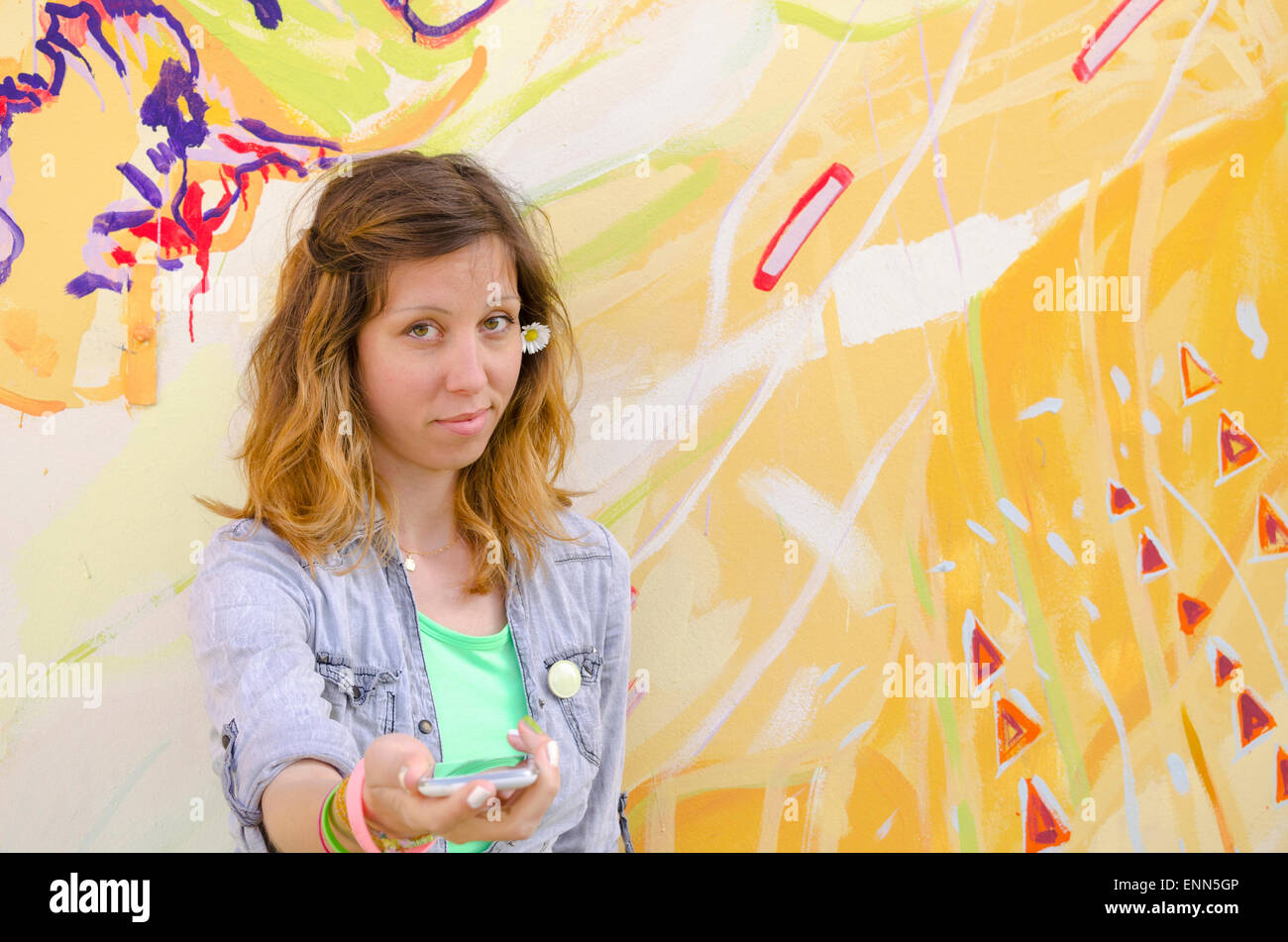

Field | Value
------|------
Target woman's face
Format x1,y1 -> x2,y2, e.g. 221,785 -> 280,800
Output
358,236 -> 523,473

> [WHAT TO WORK ON]
Rewrite the lines of every entry above, replacing "woman's face" with "woman's head" and keeping everything else as it is. Leave the pictures out of your answer.

> [RESPONSE BELOW]
Field | Value
------|------
Target woman's head
Format x1,y1 -> x2,y2, e.g. 221,785 -> 280,800
Output
358,236 -> 523,473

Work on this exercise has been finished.